■ **YOUR GOAL**: Rewrite the listing below, changing "thickest part" to "widest part" in every place it occurs and keeping all other text the same.

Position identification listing
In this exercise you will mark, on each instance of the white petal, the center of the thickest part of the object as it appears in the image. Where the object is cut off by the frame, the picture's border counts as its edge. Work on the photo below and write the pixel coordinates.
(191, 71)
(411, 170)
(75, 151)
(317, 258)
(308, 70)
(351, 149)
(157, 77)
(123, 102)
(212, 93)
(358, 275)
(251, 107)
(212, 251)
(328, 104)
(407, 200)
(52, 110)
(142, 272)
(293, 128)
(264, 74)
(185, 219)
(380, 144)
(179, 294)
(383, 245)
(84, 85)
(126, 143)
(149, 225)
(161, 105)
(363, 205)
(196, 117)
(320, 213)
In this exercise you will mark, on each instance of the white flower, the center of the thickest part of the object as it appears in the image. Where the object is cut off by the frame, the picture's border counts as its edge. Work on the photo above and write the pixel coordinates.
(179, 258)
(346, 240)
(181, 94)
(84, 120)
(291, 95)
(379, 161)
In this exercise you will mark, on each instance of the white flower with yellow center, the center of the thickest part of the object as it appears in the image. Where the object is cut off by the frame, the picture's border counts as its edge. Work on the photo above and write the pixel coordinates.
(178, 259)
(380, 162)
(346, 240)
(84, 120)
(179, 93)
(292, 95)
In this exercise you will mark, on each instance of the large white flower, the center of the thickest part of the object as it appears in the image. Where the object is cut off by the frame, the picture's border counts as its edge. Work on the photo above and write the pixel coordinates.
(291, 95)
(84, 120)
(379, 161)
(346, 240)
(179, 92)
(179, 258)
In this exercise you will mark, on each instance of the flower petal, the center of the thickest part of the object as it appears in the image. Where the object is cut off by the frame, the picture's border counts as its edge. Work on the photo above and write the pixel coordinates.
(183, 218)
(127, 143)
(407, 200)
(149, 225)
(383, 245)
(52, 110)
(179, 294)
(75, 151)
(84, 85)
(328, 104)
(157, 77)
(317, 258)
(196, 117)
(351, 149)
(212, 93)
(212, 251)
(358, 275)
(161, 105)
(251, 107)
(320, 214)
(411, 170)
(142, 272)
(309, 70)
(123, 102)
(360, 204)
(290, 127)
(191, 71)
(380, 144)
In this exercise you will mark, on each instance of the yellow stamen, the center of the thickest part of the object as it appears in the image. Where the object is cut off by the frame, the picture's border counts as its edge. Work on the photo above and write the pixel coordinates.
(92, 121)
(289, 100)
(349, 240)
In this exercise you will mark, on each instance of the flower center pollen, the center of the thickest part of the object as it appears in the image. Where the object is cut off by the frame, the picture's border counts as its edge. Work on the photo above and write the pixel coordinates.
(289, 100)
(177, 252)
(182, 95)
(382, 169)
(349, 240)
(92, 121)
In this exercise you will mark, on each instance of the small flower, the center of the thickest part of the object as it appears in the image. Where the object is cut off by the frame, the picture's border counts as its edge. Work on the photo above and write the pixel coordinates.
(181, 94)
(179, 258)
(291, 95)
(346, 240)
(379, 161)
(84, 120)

■ **SOLUTION FOR THIS EXERCISE**:
In this exercise you will mark, on each instance of the white petal, the center of the widest part of the object as it appears in the image. Where the object is cut off by the frame, the picture's border counts as its edge. Work on the photo below and write the pixel coordinates.
(191, 71)
(411, 170)
(75, 151)
(317, 258)
(308, 70)
(351, 149)
(157, 77)
(123, 102)
(212, 93)
(358, 275)
(251, 107)
(212, 251)
(328, 104)
(407, 200)
(52, 110)
(142, 272)
(293, 128)
(264, 74)
(185, 219)
(380, 144)
(179, 294)
(383, 245)
(84, 85)
(126, 143)
(149, 225)
(161, 105)
(363, 205)
(196, 117)
(320, 213)
In this exercise you will mark, on each instance of the white flower, the center of the widest part of the object as it appears in the image. Where the object is cut off by the frame, the picture's border counts as its edge. Work on the photo above and write the pixel coordinates.
(179, 258)
(346, 240)
(181, 94)
(84, 120)
(291, 95)
(379, 161)
In this exercise you will mark, on each instance of the white flower with yellow center, the center of the widest part of the object as it appears in the image. Where the object is cut off by the frame, the picture's border counts as its edge. Work on the photo above and write the pixel coordinates.
(178, 259)
(380, 162)
(346, 240)
(84, 120)
(179, 93)
(292, 95)
In this exercise you will mark, on each instance of the large white flower, the center of the widest part of the object as it appears in the image. Where the object is cut off by the frame, the picture's border counts as its edge. Work on the photo above and write the pixel coordinates.
(291, 95)
(84, 120)
(379, 161)
(346, 240)
(179, 92)
(179, 258)
In this exercise you will mark, on each instance of the flower petal, the center of the widest part of the object as it appears in the image. Where the object is cut off by the frame, the picture's border counts as its edge. Work on the photo above and write the pixel coordinates.
(183, 218)
(127, 143)
(407, 200)
(149, 225)
(383, 245)
(52, 110)
(179, 294)
(75, 151)
(84, 85)
(328, 104)
(157, 77)
(317, 258)
(196, 117)
(351, 149)
(212, 93)
(212, 251)
(358, 275)
(161, 105)
(251, 107)
(320, 214)
(411, 170)
(142, 272)
(309, 70)
(123, 102)
(360, 204)
(290, 127)
(191, 71)
(380, 144)
In this exercise you will mark, on each instance of the yellow stamen, the center of the widest part of the object as it appears in the image. Where the object is cut off by the frame, the picture's border counts as its edge. Work on the photo above and write the pixel coordinates.
(92, 121)
(289, 100)
(349, 240)
In this exercise you will mark, on each instance of the flower center pollen, the center of the widest part of the object as it appears in the image. Where the object is cut off by the frame, the picture's border counts as its edge. Work on the photo above and write the pixel coordinates.
(289, 100)
(177, 252)
(182, 95)
(382, 169)
(349, 240)
(92, 121)
In this exercise you will mark, on each instance of the small flower, the center of the widest part of the object as it appears in the image. Where the object is cut off by the frame, the picture's border counts as its edge. Work on the photo above and write the pixel coordinates.
(181, 94)
(179, 258)
(291, 95)
(346, 240)
(379, 161)
(84, 120)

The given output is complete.